** Start DATA FOR THIS EXERCISE **

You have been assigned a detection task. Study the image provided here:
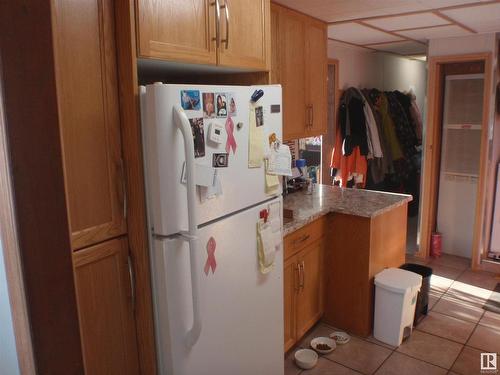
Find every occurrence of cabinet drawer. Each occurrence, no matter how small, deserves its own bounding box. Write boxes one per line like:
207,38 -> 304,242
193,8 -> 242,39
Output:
284,216 -> 327,259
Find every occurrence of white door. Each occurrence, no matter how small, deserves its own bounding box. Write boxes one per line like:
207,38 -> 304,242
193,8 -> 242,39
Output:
437,74 -> 484,258
152,198 -> 284,375
143,84 -> 282,235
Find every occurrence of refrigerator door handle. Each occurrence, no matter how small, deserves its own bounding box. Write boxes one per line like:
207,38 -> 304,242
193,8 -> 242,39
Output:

** End DATA FOR THIS EXERCISE **

Format every line of the material above as a Markdown table with two columns, Row and Text, numbering the rows and skipping blank lines. Leave out the pictures.

### RESULT FOR THIS EXERCISE
| Row | Text |
|---|---|
| 1 | You have been assigned a detection task. Study the image provided here: |
| 2 | Find every occurrence of cabinet drawer. Each occurrence, no matter how small, deserves its own bounding box. Write boxes one per line like: |
| 3 | 207,38 -> 304,242 |
| 4 | 193,8 -> 242,39 |
| 5 | Output: |
| 6 | 284,216 -> 327,259 |
| 7 | Find every occurrence of white door. Each occurrence, no matter how small, deserves its own bounding box. Write boxes one per line like: |
| 8 | 207,38 -> 304,242 |
| 9 | 193,8 -> 242,39 |
| 10 | Output: |
| 11 | 437,74 -> 484,258 |
| 12 | 152,198 -> 284,375 |
| 13 | 143,84 -> 282,235 |
| 14 | Find every occurrence of refrigerator door handle. Each occurrence, no matter how small, deserves its own bounding box. Write boxes one per line like: |
| 15 | 207,38 -> 304,242 |
| 16 | 193,8 -> 242,39 |
| 17 | Output: |